> [PROBLEM]:
Show each line of the entries below that contains the word "orange", copied in full.
■ ■ ■ ■ ■ ■ ■
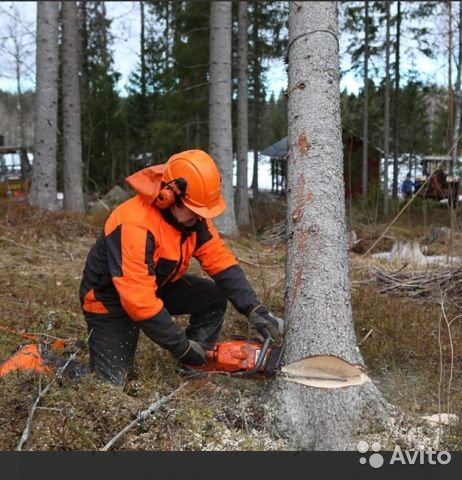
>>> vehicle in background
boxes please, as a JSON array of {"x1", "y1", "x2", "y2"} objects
[{"x1": 0, "y1": 146, "x2": 30, "y2": 199}]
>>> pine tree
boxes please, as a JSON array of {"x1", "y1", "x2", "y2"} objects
[
  {"x1": 273, "y1": 2, "x2": 387, "y2": 450},
  {"x1": 28, "y1": 2, "x2": 59, "y2": 210},
  {"x1": 209, "y1": 1, "x2": 238, "y2": 237},
  {"x1": 62, "y1": 1, "x2": 85, "y2": 212}
]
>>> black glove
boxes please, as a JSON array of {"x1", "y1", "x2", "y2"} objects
[
  {"x1": 176, "y1": 340, "x2": 205, "y2": 366},
  {"x1": 248, "y1": 305, "x2": 284, "y2": 340}
]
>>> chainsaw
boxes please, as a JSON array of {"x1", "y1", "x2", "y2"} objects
[{"x1": 188, "y1": 326, "x2": 282, "y2": 378}]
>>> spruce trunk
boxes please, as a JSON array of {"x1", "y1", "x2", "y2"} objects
[{"x1": 272, "y1": 2, "x2": 386, "y2": 450}]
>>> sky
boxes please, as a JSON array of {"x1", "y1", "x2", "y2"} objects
[{"x1": 0, "y1": 2, "x2": 458, "y2": 95}]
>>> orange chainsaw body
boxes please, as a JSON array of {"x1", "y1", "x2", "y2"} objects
[
  {"x1": 0, "y1": 344, "x2": 52, "y2": 377},
  {"x1": 199, "y1": 339, "x2": 265, "y2": 373}
]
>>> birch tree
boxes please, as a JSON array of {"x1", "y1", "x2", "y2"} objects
[
  {"x1": 393, "y1": 0, "x2": 401, "y2": 200},
  {"x1": 209, "y1": 1, "x2": 238, "y2": 237},
  {"x1": 362, "y1": 0, "x2": 369, "y2": 196},
  {"x1": 0, "y1": 4, "x2": 35, "y2": 178},
  {"x1": 272, "y1": 2, "x2": 387, "y2": 450},
  {"x1": 383, "y1": 2, "x2": 391, "y2": 215},
  {"x1": 236, "y1": 2, "x2": 250, "y2": 227},
  {"x1": 451, "y1": 1, "x2": 462, "y2": 167},
  {"x1": 62, "y1": 1, "x2": 85, "y2": 212},
  {"x1": 28, "y1": 1, "x2": 59, "y2": 210}
]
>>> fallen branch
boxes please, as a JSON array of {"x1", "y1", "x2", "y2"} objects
[
  {"x1": 100, "y1": 382, "x2": 188, "y2": 452},
  {"x1": 16, "y1": 335, "x2": 90, "y2": 451},
  {"x1": 372, "y1": 267, "x2": 462, "y2": 308}
]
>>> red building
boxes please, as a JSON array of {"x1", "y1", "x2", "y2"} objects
[{"x1": 261, "y1": 134, "x2": 381, "y2": 198}]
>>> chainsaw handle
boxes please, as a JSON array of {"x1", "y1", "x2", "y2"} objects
[{"x1": 233, "y1": 327, "x2": 271, "y2": 377}]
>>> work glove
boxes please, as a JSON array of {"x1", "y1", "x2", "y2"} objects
[
  {"x1": 248, "y1": 305, "x2": 284, "y2": 340},
  {"x1": 176, "y1": 340, "x2": 205, "y2": 366}
]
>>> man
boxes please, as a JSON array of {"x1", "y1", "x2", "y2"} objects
[
  {"x1": 401, "y1": 173, "x2": 414, "y2": 199},
  {"x1": 80, "y1": 150, "x2": 282, "y2": 384}
]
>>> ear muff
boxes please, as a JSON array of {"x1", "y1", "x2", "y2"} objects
[
  {"x1": 155, "y1": 178, "x2": 187, "y2": 210},
  {"x1": 155, "y1": 186, "x2": 175, "y2": 210}
]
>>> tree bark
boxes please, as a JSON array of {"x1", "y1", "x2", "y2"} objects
[
  {"x1": 28, "y1": 1, "x2": 59, "y2": 210},
  {"x1": 236, "y1": 2, "x2": 250, "y2": 227},
  {"x1": 10, "y1": 8, "x2": 31, "y2": 179},
  {"x1": 383, "y1": 2, "x2": 390, "y2": 215},
  {"x1": 451, "y1": 0, "x2": 462, "y2": 171},
  {"x1": 272, "y1": 2, "x2": 386, "y2": 450},
  {"x1": 209, "y1": 1, "x2": 238, "y2": 237},
  {"x1": 62, "y1": 1, "x2": 85, "y2": 213},
  {"x1": 448, "y1": 1, "x2": 454, "y2": 175},
  {"x1": 393, "y1": 0, "x2": 401, "y2": 199},
  {"x1": 252, "y1": 2, "x2": 261, "y2": 200},
  {"x1": 362, "y1": 0, "x2": 369, "y2": 196}
]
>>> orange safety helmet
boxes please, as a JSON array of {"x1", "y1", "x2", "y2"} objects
[{"x1": 156, "y1": 150, "x2": 226, "y2": 218}]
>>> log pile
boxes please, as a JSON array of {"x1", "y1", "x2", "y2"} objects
[{"x1": 372, "y1": 267, "x2": 462, "y2": 308}]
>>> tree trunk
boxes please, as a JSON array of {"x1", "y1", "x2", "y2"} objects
[
  {"x1": 236, "y1": 2, "x2": 250, "y2": 227},
  {"x1": 140, "y1": 1, "x2": 148, "y2": 165},
  {"x1": 448, "y1": 1, "x2": 454, "y2": 175},
  {"x1": 28, "y1": 2, "x2": 59, "y2": 210},
  {"x1": 209, "y1": 1, "x2": 238, "y2": 236},
  {"x1": 393, "y1": 0, "x2": 401, "y2": 199},
  {"x1": 13, "y1": 22, "x2": 31, "y2": 179},
  {"x1": 78, "y1": 0, "x2": 91, "y2": 191},
  {"x1": 362, "y1": 0, "x2": 369, "y2": 196},
  {"x1": 383, "y1": 2, "x2": 390, "y2": 215},
  {"x1": 272, "y1": 2, "x2": 386, "y2": 450},
  {"x1": 451, "y1": 0, "x2": 462, "y2": 167},
  {"x1": 252, "y1": 2, "x2": 261, "y2": 200},
  {"x1": 62, "y1": 1, "x2": 85, "y2": 213}
]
■ ■ ■ ■ ■ ■ ■
> [REPLY TO THE EXERCISE]:
>>> orange chainsaw body
>>> orange safety helmet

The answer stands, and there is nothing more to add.